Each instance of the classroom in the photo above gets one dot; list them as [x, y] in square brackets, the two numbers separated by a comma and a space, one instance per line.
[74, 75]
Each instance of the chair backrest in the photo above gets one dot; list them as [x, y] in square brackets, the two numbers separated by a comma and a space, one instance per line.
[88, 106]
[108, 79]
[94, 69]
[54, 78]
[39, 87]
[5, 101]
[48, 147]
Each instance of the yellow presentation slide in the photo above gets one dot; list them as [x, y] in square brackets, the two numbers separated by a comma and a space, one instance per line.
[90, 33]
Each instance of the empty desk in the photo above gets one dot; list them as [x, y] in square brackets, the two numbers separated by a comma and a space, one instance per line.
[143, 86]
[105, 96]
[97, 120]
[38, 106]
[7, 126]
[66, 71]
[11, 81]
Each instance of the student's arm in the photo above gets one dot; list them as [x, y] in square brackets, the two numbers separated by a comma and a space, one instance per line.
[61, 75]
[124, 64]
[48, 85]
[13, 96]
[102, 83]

____

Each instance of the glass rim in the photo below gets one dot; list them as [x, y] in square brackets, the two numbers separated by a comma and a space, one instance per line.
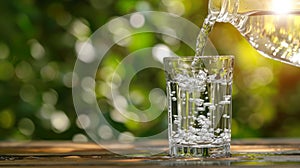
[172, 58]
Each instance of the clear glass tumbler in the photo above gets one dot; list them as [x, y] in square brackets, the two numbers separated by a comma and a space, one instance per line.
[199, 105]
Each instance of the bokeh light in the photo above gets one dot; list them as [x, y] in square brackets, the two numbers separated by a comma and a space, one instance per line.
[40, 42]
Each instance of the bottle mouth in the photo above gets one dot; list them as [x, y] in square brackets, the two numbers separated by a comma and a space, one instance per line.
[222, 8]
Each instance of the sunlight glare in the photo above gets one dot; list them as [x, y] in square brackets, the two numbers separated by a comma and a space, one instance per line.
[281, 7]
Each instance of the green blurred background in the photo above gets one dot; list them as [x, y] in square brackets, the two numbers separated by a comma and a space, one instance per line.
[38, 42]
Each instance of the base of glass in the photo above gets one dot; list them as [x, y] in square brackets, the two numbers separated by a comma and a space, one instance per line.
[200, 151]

____

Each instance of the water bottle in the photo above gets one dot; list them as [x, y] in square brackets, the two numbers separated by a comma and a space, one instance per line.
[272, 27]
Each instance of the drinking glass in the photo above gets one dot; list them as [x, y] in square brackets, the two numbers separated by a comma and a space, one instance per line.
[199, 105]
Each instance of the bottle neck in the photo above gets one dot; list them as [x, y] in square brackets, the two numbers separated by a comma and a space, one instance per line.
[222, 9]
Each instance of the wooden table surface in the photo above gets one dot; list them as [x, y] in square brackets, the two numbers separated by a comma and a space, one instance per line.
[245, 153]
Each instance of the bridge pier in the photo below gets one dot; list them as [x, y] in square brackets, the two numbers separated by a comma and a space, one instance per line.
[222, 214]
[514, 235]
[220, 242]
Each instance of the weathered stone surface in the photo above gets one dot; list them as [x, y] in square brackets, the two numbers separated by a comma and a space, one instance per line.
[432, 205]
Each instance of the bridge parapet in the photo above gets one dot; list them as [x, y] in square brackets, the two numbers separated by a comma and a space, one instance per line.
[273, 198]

____

* [Exercise instructions]:
Count how many lines in the rows above contain the word "below". Reply with the number alone.

* [Right answer]:
2